## Texte de la page
Dans son nouveau numéro, la revue Croire Aujourd’hui Jeunes Chrétiens nous entraîne dans la perspective de la rencontre de Taizé en Ile de France sur le thème de la Confiance
Pourquoi ne pas laisser ce mot de “confiance” ouvrir en nous quelques chemins, au hasard de la langue ? Ces chemins conduisent tous à des béatitudes.
1 – Confier une tâche
“J’ai besoin de vous”. Tout a commencé à Taizé par une parole de ce genre, dite à Frère Roger par une vieille paysanne du village, en pleine guerre de 40. Tout y continue par cette même parole. Car la confiance naît humblement, dans le geste de service qu’elle sollicite, dans le crédit fait à l’initiative qu’elle suscite : “Donne-moi à boire”. Et les tâches ne manquent pas : accueillir, renseigner, inviter au silence, au chant, à la parole. Jardiner, nettoyer, faire la vaisselle, distribuer les repas. Rien n’est imposé : la confiance se met mal à l’impératif. Mais tant d’énergies disponibles n’attendent qu’elle pour se donner.
Heureux celui qui se sait utile sans se sentir utilisé. Heureux celui à qui sa tâche n’est pas prescrite mais confiée.
2 – Confier un secret
D’où vient que, dans cette foule anonyme de jeunes de toute nation, peuple et langue, chacun existe comme une personne singulière ? Que chacun s’éprouve un, unique ouunifié ? “Tu as du prix à mes yeux, car je t’aime”. Accéder à soi est de l’ordre du secret qui ne peut être forcé, mais seulement confié. A travers le silence et le chant, dans l’offre d’écoute fraternelle, le soir, dans le seul à seul de la prière, un secret monte parfois du plus profond de l’âme, se fraie un chemin de parole, ou simplement envahit la conscience de sa paix.
Heureux celui à qui est ainsi confié le secret de son identité pour Dieu et pour toujours. Heureux celui qui reçoit de notre Père qui voit dans le secret le caillou blanc où est gravé son nom de fils, son nom d’éternité.

## Enregistrements
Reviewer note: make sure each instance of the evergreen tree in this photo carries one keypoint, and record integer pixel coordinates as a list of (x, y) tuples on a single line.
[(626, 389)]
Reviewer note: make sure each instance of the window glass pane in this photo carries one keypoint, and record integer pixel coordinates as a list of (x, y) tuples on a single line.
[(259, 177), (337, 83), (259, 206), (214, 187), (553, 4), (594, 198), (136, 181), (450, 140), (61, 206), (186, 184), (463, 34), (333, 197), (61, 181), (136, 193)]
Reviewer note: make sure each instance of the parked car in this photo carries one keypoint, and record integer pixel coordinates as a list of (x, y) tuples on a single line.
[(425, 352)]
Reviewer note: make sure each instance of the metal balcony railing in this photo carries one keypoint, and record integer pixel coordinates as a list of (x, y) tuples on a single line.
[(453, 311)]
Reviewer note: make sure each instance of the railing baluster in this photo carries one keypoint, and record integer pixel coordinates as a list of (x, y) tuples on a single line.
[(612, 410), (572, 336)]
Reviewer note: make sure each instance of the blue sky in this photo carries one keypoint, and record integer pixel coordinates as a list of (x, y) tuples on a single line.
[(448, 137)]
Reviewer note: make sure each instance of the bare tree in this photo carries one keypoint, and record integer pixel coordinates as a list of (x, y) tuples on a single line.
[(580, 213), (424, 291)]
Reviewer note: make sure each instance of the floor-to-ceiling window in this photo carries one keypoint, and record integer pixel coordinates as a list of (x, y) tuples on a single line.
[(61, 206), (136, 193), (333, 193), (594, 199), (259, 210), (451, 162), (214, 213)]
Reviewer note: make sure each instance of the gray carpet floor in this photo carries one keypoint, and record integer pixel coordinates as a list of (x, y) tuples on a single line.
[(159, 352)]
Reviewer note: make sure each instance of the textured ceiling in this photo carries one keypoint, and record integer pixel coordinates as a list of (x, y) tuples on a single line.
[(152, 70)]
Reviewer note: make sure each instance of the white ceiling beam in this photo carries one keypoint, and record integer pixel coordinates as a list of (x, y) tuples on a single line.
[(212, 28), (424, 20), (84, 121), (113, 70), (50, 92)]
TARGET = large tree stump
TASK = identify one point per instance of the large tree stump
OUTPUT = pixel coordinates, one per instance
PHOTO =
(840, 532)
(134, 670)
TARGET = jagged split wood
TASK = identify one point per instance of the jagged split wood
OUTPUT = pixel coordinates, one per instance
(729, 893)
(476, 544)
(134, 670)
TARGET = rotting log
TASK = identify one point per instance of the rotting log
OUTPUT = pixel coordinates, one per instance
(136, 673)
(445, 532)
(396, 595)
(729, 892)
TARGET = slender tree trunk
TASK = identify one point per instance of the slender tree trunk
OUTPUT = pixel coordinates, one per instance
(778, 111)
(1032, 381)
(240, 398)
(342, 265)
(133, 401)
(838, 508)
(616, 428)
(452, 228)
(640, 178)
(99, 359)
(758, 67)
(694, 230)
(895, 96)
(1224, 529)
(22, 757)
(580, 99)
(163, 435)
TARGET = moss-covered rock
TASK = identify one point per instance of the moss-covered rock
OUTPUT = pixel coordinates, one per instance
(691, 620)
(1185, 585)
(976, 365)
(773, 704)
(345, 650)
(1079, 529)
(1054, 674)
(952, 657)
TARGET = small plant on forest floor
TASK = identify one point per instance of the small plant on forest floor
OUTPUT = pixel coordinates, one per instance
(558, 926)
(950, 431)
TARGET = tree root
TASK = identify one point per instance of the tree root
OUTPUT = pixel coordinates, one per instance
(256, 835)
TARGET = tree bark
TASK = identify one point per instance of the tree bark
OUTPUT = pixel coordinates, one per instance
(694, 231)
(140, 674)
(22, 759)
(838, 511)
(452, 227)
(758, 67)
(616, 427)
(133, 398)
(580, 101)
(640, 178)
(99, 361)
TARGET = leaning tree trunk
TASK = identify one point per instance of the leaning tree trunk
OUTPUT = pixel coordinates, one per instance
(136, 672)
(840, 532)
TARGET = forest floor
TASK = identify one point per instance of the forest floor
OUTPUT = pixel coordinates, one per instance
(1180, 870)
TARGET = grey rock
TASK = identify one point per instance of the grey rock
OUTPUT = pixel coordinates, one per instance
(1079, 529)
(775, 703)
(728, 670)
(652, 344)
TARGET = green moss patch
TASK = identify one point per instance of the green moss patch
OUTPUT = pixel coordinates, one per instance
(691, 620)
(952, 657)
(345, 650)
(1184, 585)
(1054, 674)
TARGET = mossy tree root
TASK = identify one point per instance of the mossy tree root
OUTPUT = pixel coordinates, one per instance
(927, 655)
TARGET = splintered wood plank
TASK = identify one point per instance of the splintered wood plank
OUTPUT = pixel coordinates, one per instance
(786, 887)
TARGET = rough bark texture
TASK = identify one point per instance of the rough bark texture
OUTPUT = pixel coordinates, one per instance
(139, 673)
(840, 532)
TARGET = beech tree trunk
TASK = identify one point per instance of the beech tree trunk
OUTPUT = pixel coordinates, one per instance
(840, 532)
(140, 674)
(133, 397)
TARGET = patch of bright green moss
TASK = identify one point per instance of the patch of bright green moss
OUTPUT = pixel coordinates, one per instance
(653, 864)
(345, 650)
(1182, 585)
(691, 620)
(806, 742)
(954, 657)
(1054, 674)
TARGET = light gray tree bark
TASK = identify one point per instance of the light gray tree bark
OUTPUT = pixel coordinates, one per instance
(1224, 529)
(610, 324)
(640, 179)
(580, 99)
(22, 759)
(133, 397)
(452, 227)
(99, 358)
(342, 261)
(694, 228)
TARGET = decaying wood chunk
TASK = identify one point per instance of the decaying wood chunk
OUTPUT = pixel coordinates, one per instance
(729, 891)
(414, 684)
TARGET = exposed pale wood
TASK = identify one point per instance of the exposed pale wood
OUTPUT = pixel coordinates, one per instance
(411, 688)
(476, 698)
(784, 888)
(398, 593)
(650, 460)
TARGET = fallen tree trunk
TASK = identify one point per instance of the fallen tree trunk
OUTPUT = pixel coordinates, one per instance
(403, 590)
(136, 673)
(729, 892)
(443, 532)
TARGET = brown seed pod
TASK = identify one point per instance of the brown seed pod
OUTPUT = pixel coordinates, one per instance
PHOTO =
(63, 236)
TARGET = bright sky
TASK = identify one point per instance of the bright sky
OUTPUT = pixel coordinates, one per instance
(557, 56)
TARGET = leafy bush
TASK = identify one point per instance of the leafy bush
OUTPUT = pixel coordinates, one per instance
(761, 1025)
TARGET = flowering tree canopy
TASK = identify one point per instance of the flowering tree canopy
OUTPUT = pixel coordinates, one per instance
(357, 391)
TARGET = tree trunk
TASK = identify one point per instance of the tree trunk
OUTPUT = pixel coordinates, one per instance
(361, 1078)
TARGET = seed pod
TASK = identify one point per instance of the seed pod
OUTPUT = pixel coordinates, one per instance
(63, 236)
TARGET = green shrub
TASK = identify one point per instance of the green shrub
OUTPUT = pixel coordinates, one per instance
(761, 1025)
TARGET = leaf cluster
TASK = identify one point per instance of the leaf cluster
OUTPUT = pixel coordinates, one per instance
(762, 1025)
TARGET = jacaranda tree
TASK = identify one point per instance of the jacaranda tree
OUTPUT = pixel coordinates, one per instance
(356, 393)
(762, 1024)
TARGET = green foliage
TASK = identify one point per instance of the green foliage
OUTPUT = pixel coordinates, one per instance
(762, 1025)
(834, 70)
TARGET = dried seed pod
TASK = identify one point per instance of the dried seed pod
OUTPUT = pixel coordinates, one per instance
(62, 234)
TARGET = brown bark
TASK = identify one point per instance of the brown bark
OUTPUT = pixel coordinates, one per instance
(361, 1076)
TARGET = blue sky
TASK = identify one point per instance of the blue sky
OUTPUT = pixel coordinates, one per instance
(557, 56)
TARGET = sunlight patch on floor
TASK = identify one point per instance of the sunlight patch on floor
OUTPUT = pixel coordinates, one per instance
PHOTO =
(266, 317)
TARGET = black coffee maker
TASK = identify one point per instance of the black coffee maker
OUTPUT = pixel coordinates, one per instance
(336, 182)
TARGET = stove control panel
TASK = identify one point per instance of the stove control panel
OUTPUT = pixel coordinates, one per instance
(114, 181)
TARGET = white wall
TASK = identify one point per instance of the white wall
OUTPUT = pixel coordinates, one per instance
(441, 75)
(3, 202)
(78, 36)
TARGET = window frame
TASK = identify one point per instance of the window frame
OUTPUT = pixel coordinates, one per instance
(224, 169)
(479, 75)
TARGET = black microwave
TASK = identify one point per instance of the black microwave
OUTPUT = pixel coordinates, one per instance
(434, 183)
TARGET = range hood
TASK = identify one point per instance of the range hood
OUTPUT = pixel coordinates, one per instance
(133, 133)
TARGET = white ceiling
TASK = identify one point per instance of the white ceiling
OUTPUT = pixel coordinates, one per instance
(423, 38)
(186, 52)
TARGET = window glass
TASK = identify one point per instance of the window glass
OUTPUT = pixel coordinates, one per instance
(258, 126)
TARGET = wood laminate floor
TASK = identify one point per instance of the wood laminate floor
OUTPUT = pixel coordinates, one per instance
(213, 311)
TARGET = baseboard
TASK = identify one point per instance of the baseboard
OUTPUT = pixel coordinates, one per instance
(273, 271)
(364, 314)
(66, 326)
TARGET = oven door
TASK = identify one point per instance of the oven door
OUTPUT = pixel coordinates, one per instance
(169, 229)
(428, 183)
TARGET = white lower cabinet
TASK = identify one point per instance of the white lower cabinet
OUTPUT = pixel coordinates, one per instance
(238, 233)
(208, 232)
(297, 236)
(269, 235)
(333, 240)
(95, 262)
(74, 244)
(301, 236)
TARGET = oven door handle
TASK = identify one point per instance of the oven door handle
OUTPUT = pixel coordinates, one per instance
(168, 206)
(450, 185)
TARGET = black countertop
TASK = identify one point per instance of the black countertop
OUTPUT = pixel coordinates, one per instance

## Consignes
1. Dans le texte sur la confiance, qui a dit « J'ai besoin de vous » à Frère Roger ?
2. Citez mot pour mot les lignes des enregistrements, du début jusqu'à la ligne qui contient "[(626, 389)]", celle-ci comprise.
Le texte et les enregistrements proviennent de sources distinctes.

## Réponses
1. Une vieille paysanne du village, en pleine guerre de 40.

2.
Reviewer note: make sure each instance of the evergreen tree in this photo carries one keypoint, and record integer pixel coordinates as a list of (x, y) tuples on a single line.
[(626, 389)]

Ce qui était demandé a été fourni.